> Description of the task: Could you pull out, word for word, the lines of the items from the very beginning up to and including the line containing "134], [94, 140]]", leaving the pictures out of your answer?
## start Records to process
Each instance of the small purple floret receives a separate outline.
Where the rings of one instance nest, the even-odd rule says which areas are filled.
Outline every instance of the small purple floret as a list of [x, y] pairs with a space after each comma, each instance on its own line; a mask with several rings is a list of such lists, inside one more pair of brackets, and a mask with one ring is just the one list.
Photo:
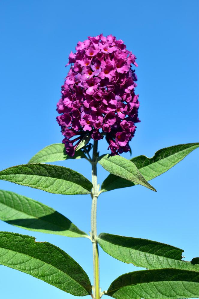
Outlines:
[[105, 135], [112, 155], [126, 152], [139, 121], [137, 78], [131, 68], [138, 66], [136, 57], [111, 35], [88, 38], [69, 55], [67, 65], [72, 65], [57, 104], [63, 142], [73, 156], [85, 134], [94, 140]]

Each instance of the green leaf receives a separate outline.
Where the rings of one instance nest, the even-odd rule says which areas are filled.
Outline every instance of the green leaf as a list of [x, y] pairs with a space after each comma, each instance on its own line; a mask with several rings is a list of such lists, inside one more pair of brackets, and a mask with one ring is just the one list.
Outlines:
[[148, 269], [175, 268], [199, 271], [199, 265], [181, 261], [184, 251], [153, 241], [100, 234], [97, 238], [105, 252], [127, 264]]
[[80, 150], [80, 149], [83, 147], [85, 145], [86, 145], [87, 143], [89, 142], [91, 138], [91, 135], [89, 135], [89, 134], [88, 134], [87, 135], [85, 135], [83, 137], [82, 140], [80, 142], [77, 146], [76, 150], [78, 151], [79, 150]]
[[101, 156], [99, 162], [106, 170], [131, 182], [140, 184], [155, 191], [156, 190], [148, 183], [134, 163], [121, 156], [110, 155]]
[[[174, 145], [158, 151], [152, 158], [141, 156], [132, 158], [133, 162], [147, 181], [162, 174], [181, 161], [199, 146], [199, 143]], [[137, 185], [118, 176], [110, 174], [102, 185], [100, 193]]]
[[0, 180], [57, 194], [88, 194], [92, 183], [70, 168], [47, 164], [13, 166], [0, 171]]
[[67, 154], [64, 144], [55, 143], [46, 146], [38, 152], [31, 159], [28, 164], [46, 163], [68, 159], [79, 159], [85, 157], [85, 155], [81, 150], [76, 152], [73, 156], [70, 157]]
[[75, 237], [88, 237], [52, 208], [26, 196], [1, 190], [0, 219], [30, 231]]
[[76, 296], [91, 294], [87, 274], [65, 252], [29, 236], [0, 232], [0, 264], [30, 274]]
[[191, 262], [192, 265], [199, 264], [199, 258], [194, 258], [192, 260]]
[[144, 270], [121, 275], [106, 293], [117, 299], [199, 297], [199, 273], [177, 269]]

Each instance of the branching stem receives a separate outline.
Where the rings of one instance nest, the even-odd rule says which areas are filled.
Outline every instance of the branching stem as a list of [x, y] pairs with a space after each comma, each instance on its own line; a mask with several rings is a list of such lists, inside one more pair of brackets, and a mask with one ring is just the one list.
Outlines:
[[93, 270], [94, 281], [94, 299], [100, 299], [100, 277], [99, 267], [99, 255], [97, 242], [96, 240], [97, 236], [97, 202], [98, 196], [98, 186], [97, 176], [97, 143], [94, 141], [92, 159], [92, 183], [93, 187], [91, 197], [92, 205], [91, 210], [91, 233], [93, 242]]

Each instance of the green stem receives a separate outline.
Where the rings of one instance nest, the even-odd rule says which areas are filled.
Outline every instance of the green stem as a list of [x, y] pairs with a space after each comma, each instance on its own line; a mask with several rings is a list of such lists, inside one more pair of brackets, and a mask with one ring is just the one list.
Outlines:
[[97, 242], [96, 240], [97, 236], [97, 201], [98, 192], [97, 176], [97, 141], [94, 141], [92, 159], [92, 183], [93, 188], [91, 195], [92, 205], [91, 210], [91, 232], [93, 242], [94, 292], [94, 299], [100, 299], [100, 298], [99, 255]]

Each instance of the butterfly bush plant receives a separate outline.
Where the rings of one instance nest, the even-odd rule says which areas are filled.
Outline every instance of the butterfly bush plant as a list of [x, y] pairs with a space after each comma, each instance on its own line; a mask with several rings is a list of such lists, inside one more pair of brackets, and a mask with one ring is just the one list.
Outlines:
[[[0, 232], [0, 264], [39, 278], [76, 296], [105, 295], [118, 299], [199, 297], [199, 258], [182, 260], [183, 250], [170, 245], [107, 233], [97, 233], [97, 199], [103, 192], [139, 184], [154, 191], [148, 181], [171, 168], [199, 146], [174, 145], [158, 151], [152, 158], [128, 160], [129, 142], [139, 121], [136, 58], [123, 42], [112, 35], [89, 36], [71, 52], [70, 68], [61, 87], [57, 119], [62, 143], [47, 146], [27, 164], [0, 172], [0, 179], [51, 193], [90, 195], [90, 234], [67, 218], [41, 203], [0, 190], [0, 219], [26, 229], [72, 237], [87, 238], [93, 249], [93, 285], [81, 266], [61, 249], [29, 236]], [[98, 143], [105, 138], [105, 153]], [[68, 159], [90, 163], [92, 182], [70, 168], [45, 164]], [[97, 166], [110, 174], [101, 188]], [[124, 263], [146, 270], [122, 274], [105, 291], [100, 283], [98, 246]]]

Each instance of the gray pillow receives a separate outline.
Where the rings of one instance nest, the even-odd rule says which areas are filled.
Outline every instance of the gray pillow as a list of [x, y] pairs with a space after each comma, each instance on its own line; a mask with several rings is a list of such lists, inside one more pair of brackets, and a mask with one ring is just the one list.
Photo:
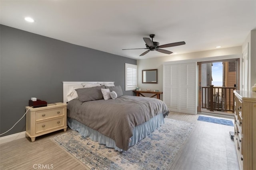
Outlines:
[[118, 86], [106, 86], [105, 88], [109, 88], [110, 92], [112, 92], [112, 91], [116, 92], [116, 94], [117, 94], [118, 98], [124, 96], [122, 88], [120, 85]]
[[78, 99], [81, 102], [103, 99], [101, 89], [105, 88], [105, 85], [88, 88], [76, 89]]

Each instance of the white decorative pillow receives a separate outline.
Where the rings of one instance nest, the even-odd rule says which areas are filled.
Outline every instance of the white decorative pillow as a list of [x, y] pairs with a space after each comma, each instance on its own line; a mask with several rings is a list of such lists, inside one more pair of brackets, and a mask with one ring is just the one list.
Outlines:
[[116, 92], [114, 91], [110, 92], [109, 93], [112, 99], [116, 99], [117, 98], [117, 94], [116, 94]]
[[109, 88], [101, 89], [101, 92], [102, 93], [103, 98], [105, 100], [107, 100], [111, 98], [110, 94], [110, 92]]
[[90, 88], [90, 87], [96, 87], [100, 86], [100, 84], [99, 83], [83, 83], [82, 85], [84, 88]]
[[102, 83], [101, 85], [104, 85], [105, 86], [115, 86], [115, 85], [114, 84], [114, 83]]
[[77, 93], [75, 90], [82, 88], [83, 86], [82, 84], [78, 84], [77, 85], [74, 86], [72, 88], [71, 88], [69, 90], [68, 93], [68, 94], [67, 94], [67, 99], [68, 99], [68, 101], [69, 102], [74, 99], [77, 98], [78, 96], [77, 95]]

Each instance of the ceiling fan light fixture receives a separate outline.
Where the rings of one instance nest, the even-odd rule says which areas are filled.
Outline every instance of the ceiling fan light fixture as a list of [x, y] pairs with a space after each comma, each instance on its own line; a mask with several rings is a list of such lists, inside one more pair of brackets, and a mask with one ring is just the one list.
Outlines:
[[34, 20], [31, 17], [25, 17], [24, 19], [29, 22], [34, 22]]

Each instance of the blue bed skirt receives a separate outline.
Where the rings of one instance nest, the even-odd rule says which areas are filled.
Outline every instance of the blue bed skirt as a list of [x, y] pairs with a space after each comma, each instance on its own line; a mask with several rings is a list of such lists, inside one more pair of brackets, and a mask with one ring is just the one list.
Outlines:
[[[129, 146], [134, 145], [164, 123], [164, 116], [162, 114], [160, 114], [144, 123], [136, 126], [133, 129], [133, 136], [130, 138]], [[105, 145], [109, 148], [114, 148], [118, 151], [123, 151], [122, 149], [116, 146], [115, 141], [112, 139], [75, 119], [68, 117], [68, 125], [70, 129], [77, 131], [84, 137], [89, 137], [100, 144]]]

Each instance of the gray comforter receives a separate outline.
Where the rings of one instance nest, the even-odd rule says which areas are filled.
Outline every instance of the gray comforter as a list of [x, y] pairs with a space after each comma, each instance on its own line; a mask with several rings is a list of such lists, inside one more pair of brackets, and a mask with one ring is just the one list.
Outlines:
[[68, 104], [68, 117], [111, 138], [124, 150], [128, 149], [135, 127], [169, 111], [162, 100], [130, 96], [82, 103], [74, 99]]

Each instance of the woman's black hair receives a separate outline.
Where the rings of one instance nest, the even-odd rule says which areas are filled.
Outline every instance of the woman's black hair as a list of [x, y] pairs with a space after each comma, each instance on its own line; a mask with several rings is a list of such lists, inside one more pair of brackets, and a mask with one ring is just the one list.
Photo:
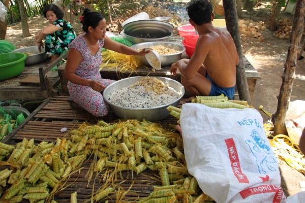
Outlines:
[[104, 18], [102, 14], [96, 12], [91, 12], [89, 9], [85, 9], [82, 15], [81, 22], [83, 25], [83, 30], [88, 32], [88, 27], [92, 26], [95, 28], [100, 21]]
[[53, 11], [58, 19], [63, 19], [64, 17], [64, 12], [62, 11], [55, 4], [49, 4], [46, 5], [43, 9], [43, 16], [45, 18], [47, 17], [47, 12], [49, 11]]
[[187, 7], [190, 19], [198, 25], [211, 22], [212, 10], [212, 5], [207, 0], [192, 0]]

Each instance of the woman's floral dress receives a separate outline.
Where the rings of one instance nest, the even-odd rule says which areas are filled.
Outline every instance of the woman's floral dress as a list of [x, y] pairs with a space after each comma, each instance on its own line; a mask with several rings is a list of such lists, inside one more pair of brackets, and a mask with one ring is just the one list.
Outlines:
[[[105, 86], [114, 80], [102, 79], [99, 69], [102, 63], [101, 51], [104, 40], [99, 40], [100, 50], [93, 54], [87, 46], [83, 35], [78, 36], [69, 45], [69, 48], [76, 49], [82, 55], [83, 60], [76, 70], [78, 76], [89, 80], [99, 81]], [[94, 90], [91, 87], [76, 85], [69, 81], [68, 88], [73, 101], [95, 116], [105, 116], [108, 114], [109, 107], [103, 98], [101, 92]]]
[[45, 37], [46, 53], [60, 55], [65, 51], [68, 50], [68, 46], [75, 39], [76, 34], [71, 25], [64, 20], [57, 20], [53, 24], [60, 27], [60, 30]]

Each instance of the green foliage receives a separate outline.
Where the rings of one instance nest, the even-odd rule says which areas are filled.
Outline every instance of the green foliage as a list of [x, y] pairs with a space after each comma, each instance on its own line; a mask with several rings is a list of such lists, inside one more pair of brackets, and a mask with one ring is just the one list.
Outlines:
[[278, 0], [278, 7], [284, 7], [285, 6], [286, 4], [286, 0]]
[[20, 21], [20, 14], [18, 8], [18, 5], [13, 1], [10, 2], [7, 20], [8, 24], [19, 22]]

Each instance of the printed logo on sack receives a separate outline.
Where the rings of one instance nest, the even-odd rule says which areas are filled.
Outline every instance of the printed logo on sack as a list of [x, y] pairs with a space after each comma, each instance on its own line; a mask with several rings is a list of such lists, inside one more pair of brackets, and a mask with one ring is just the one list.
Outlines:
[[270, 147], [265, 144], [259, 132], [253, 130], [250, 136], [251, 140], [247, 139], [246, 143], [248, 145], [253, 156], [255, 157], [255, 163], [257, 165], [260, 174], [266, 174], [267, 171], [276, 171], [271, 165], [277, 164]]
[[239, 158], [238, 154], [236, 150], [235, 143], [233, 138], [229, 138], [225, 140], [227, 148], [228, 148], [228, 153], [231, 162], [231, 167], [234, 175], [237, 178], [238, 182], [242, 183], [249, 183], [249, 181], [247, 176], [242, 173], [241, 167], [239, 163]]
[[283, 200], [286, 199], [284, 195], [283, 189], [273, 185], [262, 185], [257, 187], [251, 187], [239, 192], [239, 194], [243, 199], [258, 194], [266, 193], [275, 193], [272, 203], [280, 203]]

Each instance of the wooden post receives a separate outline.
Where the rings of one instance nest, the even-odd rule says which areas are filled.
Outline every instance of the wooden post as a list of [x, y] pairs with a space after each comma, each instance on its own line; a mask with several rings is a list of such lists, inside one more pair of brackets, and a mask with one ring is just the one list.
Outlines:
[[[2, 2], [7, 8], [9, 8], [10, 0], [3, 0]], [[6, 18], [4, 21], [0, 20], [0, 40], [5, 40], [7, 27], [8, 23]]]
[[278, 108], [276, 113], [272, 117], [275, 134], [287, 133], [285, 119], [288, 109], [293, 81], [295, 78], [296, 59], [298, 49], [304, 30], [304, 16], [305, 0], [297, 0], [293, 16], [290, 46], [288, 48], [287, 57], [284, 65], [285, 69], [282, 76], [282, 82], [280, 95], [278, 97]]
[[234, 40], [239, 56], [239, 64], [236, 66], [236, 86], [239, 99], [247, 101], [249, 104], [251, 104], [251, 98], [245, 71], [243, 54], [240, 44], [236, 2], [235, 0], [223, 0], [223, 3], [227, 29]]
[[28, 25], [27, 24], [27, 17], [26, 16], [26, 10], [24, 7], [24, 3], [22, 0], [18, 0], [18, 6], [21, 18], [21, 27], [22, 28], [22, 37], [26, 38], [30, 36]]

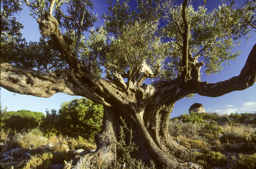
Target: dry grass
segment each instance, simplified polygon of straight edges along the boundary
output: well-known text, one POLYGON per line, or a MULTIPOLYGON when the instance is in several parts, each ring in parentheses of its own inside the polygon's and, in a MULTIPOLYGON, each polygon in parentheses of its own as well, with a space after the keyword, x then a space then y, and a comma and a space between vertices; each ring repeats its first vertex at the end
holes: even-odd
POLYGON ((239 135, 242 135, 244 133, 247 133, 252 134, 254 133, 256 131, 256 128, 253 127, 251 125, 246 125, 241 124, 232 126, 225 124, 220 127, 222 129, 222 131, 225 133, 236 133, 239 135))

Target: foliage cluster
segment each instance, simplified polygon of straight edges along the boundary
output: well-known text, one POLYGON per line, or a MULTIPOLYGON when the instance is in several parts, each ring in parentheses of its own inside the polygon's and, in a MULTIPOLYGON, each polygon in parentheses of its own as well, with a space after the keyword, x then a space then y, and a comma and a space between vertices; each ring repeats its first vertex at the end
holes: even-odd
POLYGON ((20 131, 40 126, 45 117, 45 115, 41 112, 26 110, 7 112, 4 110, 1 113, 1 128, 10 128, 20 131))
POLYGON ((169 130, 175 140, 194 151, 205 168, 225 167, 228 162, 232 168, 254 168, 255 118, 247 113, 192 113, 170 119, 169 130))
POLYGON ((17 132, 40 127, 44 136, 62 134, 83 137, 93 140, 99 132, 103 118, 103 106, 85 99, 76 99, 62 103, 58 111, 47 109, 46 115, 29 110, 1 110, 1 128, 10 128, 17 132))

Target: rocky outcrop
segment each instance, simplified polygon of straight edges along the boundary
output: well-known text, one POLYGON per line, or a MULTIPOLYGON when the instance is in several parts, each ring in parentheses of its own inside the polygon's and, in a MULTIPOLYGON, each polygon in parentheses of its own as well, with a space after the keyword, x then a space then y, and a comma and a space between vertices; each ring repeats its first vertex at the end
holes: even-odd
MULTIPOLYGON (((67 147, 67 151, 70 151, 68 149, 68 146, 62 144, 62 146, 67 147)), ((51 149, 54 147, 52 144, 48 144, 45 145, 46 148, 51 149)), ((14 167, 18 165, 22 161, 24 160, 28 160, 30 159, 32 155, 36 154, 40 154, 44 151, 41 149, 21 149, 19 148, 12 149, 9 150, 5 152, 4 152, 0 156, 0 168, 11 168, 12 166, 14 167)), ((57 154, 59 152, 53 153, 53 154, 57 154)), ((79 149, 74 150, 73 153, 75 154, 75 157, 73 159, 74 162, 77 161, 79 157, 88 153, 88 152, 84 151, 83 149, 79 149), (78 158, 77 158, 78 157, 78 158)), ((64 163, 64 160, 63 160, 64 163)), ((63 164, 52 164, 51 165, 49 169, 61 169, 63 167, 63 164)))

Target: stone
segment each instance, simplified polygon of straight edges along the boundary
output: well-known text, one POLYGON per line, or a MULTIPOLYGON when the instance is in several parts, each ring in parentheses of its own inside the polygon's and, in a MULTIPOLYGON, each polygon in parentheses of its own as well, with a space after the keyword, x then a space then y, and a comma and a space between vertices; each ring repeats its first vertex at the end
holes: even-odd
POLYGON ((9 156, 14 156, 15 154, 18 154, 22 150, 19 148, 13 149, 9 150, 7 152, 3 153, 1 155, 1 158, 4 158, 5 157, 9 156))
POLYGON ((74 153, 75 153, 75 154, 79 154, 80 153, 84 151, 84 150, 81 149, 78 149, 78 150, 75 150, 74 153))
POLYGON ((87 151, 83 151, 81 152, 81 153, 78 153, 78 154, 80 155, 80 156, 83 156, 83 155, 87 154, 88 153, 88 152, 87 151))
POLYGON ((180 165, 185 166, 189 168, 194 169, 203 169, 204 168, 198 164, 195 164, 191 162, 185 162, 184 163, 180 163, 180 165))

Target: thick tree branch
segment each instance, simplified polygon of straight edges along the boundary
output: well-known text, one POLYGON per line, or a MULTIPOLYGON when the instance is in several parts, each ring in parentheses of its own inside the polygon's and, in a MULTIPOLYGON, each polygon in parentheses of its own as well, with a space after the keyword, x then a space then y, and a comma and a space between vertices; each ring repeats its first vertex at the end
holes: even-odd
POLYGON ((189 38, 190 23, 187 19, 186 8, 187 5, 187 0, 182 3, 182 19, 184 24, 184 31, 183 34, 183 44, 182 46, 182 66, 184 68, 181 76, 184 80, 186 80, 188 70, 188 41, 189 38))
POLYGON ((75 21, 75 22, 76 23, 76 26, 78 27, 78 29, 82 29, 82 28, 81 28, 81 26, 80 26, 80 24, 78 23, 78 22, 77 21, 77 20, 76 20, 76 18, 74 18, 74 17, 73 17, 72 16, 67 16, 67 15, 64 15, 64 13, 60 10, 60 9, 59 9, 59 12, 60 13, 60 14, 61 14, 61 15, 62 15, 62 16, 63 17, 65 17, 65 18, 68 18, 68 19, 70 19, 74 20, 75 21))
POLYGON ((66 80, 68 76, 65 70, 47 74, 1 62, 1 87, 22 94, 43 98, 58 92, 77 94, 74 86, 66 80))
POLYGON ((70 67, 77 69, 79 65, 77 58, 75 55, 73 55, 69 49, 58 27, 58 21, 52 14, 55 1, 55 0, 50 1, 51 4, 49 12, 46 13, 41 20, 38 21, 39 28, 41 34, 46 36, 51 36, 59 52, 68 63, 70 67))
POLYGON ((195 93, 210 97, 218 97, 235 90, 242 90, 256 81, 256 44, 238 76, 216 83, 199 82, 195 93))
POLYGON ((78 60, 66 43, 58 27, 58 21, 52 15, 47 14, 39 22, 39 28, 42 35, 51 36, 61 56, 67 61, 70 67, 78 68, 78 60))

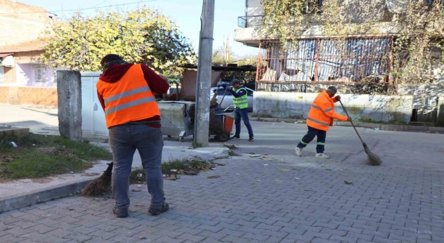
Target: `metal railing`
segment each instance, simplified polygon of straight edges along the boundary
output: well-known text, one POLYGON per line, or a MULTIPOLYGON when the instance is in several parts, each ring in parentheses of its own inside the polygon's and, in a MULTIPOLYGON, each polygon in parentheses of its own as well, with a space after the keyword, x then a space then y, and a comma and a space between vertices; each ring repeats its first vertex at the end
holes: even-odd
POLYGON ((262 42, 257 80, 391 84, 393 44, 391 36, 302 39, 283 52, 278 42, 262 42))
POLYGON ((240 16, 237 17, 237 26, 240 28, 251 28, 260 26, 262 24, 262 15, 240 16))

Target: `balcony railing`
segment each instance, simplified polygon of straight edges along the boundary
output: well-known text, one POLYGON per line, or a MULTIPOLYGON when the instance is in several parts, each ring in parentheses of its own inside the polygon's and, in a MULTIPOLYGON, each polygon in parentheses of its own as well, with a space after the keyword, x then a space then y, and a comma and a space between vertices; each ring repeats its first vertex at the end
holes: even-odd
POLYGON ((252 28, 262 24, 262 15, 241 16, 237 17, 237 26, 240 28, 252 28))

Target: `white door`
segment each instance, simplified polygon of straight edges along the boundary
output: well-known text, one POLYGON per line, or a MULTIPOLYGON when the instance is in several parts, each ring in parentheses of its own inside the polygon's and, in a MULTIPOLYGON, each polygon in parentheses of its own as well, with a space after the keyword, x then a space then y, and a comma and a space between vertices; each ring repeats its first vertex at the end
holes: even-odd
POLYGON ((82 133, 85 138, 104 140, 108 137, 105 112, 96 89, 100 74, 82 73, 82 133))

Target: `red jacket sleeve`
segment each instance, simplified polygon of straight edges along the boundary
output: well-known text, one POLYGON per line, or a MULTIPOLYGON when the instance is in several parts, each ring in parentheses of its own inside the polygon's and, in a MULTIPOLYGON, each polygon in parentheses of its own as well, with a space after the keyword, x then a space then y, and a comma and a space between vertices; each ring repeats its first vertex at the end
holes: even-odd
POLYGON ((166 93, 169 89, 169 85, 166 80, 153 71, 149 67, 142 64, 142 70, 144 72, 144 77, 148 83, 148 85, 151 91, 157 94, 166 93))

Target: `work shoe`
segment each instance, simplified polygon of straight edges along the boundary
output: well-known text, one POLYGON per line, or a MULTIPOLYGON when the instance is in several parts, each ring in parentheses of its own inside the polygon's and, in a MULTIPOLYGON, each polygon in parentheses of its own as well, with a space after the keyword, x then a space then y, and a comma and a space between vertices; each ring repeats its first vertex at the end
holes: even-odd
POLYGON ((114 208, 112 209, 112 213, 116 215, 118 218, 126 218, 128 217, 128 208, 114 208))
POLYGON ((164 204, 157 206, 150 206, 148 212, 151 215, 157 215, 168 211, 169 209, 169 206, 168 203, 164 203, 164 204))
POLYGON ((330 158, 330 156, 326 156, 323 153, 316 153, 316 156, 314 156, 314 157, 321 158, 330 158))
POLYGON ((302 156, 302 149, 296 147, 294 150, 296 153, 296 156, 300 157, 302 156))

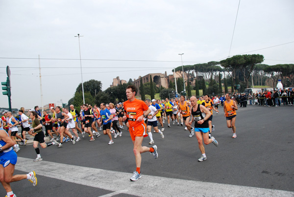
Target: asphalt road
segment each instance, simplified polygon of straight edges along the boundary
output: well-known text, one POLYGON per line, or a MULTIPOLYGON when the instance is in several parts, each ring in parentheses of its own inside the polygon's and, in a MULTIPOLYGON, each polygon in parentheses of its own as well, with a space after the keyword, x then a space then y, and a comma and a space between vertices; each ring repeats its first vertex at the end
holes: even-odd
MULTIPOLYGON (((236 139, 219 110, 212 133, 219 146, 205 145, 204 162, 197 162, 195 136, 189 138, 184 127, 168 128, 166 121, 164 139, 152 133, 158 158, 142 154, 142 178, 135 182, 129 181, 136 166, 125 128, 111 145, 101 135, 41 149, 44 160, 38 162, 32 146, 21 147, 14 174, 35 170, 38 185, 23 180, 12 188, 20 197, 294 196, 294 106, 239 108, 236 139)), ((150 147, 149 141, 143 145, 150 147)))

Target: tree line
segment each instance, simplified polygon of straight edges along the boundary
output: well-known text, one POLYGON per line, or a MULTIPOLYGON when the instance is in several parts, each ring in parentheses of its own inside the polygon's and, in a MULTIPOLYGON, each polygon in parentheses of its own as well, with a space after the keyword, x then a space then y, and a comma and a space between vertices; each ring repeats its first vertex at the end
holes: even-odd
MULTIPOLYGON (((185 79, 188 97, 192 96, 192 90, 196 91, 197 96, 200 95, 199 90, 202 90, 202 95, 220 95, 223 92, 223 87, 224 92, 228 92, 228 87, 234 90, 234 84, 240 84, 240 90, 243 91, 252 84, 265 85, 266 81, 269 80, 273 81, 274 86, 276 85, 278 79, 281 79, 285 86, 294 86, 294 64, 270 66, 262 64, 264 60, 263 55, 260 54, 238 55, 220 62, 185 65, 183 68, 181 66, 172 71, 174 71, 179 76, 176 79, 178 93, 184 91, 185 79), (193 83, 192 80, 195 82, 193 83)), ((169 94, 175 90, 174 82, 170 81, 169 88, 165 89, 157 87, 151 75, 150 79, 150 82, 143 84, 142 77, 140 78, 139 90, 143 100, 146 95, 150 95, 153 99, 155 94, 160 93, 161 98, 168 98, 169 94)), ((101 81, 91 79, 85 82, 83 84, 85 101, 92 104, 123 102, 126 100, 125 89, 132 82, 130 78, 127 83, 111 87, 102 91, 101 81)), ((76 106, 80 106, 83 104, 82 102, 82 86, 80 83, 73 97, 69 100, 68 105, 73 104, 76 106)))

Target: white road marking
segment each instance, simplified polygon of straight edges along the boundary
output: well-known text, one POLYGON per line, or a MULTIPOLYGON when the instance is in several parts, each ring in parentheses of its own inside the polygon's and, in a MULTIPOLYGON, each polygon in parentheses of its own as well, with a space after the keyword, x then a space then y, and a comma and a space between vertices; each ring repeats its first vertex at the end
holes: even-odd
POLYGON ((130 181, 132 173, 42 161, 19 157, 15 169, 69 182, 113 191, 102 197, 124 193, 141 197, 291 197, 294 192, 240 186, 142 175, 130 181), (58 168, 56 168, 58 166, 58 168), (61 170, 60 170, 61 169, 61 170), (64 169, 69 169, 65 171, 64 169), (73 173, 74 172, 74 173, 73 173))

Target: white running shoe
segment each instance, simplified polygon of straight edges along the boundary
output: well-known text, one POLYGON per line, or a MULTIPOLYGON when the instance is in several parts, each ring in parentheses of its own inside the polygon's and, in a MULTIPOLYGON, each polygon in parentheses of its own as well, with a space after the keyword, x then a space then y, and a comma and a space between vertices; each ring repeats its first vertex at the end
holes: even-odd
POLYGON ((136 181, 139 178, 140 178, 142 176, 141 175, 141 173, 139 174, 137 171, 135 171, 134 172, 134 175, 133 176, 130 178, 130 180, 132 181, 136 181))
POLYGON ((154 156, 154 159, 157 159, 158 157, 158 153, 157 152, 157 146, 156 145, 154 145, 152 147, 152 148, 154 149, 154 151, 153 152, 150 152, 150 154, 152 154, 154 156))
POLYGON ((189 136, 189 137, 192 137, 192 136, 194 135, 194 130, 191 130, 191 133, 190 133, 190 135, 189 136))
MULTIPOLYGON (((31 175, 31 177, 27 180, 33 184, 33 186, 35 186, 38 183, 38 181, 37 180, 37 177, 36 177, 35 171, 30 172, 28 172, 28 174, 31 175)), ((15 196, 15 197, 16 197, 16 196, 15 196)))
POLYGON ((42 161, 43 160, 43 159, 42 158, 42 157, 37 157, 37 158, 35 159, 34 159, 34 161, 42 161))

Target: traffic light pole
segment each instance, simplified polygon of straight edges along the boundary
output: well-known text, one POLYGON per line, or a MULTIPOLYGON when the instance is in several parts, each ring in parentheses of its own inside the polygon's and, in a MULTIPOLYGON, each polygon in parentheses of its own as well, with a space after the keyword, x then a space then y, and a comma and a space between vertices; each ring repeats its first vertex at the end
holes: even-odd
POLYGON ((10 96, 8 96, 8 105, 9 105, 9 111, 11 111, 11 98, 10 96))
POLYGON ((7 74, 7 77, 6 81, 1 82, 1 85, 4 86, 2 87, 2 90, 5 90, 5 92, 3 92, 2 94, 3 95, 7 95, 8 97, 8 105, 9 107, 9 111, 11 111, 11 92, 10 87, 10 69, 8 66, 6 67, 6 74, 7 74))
## end Records to process
> Answer to this exercise:
Each instance of the small purple floret receives a separate outline.
Where the rings of one instance nest, the even-odd rule says which areas are filled.
Outline every instance of the small purple floret as a list of [x, y] pairs with a space after each comma, each instance on its own line; a mask with several rings is a list of such lists, inside one more pair of brackets, and a mask with one ring is just the one list.
Photo:
Outlines:
[[105, 135], [112, 155], [126, 152], [139, 121], [137, 78], [131, 68], [138, 66], [136, 57], [111, 35], [88, 38], [69, 55], [67, 65], [72, 65], [57, 104], [63, 142], [73, 156], [85, 134], [94, 140]]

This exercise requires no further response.